◆ **SOURCE MATERIAL**:
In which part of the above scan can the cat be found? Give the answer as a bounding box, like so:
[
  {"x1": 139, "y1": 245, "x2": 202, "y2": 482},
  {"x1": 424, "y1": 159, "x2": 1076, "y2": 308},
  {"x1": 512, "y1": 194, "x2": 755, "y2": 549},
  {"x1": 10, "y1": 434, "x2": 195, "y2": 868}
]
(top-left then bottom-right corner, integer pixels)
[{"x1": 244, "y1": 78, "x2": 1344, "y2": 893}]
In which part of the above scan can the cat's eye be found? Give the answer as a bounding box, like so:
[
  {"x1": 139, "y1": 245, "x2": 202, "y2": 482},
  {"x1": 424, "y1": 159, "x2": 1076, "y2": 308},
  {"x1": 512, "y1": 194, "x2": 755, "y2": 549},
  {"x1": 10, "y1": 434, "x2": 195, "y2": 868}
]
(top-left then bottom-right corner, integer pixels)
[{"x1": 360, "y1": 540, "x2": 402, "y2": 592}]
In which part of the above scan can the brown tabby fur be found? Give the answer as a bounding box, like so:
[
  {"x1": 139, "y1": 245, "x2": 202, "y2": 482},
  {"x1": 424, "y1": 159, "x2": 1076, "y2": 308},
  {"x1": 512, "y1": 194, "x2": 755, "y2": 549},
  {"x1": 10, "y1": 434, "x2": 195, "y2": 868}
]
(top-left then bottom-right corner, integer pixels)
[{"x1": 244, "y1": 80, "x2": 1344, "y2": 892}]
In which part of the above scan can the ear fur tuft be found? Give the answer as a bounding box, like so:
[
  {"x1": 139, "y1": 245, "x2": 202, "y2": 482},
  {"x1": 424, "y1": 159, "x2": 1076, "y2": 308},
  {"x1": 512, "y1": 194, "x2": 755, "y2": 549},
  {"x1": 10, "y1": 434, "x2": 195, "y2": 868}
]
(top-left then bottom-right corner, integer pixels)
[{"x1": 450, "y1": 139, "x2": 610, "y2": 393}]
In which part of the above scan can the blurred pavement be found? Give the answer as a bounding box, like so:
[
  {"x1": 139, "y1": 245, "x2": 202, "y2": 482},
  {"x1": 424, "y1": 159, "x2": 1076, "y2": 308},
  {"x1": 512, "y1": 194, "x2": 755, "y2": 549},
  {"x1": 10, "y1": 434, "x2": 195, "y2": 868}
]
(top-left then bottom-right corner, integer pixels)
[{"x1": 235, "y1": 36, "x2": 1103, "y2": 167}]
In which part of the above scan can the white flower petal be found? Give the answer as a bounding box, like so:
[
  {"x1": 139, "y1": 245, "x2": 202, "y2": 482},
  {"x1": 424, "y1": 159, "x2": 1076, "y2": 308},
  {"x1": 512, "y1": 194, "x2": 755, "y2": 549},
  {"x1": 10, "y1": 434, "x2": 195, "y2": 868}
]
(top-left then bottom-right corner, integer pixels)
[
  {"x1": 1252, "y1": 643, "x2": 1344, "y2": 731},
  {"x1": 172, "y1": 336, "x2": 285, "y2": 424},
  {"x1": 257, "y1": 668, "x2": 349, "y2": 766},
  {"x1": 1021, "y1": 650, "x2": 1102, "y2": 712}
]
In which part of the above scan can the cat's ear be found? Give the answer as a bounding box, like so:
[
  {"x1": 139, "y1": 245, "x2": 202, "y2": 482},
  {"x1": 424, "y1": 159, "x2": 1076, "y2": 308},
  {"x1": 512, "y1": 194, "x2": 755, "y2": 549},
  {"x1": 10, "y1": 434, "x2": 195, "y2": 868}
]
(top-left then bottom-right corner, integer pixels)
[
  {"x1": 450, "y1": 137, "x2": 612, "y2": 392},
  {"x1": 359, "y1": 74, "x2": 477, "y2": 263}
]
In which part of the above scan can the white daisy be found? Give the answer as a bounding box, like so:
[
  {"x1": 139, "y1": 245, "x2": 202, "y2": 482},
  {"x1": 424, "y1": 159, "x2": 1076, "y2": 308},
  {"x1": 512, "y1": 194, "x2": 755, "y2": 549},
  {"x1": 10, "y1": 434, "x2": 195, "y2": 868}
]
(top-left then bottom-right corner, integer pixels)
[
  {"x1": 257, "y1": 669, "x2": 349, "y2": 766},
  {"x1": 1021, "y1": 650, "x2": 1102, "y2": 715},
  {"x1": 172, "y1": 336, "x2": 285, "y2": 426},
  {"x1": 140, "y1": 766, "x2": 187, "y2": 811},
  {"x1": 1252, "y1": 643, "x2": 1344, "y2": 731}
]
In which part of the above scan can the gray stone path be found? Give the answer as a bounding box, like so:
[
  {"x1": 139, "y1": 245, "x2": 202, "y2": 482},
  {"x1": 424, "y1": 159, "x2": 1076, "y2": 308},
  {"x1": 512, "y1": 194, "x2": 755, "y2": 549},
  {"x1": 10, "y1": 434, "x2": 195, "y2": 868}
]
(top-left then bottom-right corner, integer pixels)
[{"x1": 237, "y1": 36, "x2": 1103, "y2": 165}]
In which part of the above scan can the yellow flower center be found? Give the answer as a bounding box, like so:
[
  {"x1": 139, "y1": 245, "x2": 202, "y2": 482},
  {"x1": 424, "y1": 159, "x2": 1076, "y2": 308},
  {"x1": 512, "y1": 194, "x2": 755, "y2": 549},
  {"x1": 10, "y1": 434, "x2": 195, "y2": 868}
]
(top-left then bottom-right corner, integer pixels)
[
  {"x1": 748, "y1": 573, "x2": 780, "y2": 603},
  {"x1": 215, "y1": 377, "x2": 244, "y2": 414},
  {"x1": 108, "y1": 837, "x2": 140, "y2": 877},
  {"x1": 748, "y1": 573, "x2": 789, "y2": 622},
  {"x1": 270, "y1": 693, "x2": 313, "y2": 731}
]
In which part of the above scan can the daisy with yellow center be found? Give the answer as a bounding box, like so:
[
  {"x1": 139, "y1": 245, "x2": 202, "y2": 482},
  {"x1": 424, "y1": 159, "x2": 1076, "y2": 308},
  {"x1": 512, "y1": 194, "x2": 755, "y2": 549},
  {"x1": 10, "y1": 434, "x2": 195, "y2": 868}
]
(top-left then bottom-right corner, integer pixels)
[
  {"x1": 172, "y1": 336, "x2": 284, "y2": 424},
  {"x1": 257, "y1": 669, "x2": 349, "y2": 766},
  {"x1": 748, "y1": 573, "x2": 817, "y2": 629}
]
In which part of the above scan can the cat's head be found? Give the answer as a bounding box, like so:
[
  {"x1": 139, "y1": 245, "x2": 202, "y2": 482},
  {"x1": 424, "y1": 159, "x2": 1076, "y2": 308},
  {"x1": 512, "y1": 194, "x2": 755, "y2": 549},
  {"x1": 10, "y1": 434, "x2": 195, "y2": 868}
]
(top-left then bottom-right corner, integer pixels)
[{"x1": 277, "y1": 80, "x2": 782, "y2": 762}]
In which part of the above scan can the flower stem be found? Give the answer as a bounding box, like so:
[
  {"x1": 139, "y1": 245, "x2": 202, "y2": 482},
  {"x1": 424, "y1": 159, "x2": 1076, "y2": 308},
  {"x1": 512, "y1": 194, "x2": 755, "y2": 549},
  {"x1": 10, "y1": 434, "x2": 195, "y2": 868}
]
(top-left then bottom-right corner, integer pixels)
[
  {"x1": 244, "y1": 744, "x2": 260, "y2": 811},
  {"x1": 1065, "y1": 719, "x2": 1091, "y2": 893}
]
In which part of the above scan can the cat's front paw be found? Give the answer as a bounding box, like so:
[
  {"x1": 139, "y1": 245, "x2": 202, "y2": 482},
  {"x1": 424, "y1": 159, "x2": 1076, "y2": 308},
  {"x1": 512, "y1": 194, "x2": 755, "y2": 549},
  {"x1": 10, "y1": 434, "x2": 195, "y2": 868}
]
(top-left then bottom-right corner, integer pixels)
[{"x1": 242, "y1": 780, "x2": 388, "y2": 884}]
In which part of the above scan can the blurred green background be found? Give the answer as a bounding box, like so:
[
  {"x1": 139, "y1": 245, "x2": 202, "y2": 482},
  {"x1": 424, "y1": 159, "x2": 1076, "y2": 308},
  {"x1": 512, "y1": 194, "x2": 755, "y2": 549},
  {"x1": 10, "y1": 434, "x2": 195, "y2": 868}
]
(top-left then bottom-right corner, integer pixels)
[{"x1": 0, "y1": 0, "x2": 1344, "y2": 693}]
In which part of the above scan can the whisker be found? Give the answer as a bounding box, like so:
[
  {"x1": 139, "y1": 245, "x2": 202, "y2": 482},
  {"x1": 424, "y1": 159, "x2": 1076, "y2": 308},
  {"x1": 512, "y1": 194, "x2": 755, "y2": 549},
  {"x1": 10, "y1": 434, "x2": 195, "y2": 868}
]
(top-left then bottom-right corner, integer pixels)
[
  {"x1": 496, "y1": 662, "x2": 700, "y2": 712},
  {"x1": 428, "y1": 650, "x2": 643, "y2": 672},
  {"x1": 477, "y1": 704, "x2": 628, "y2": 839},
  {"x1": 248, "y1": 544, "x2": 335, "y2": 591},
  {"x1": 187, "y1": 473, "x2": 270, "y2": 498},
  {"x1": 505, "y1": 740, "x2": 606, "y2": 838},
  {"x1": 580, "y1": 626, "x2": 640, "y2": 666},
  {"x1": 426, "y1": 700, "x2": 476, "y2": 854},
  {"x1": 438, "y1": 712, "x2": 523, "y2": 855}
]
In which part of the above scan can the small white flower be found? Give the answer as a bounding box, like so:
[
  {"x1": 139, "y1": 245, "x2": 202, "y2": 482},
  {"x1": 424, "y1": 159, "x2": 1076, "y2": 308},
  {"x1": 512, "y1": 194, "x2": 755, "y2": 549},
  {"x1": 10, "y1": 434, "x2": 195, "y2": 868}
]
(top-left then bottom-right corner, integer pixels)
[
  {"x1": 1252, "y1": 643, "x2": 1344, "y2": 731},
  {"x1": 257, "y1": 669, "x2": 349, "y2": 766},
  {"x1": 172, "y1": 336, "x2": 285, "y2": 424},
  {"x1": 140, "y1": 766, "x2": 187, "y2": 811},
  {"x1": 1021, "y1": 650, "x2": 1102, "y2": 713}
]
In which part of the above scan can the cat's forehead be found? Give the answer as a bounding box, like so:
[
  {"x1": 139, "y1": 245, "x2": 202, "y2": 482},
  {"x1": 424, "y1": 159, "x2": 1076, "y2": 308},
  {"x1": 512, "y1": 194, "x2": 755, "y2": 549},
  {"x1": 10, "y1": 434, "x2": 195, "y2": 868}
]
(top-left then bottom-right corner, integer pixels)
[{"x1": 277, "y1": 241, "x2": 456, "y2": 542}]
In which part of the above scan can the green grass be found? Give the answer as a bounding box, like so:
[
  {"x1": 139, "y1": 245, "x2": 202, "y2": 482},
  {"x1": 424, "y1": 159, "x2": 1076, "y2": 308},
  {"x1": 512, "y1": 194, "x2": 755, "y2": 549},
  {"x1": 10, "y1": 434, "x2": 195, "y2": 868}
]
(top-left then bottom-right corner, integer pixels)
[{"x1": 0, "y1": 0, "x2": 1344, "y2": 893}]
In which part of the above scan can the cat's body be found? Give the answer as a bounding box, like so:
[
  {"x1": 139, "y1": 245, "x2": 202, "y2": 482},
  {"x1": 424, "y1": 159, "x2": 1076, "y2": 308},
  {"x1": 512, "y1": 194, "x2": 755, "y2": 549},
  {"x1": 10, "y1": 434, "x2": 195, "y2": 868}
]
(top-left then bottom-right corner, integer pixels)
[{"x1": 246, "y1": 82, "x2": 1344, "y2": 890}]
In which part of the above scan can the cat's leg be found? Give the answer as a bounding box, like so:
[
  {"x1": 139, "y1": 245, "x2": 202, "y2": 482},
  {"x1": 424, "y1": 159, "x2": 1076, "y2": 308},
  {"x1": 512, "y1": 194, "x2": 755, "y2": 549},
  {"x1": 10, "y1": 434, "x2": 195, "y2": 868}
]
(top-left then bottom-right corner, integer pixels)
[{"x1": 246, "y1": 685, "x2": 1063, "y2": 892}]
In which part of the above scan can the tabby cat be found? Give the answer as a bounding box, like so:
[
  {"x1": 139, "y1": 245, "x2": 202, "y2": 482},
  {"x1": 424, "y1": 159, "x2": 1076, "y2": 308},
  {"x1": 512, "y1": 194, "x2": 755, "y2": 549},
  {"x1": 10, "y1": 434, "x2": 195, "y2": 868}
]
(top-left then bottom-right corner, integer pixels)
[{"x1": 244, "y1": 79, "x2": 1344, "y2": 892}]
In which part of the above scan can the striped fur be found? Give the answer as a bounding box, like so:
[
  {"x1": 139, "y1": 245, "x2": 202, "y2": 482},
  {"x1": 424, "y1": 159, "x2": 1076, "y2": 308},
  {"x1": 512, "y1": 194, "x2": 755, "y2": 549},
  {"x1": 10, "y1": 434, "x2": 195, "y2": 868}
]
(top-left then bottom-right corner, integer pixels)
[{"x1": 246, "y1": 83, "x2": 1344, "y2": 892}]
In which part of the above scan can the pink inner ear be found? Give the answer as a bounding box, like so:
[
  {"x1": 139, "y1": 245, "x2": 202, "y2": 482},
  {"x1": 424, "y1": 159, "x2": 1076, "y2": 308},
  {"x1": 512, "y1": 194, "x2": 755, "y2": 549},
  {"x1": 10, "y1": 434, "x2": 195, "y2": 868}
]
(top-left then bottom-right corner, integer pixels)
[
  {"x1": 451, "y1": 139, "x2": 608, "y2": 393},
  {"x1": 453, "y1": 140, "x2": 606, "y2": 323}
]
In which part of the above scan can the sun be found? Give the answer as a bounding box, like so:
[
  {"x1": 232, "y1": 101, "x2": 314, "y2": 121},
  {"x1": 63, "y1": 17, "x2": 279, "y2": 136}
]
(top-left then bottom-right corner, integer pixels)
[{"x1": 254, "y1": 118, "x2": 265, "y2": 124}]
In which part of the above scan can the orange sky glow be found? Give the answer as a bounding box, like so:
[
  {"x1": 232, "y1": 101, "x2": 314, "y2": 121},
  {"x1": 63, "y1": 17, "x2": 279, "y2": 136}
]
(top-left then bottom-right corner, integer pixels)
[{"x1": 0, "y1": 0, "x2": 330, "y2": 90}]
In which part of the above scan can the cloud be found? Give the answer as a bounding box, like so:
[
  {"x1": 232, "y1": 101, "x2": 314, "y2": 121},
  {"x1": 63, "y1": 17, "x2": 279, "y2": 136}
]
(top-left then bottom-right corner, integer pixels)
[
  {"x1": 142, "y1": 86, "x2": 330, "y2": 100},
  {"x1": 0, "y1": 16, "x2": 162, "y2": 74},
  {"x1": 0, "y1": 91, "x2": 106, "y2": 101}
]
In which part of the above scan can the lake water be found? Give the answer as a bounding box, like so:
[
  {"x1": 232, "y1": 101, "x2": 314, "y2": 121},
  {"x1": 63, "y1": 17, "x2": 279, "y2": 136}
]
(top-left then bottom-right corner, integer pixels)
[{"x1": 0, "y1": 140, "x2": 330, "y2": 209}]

◆ **EXERCISE DIRECTIONS**: Report every line of the listing above that contains the string "tabby".

◆ **OUTPUT**:
In which part of the above scan can the brown tabby fur be found? Give the answer as a bounding box, like so:
In which part of the above scan can the tabby cat be found? Give the answer as a bounding box, like so:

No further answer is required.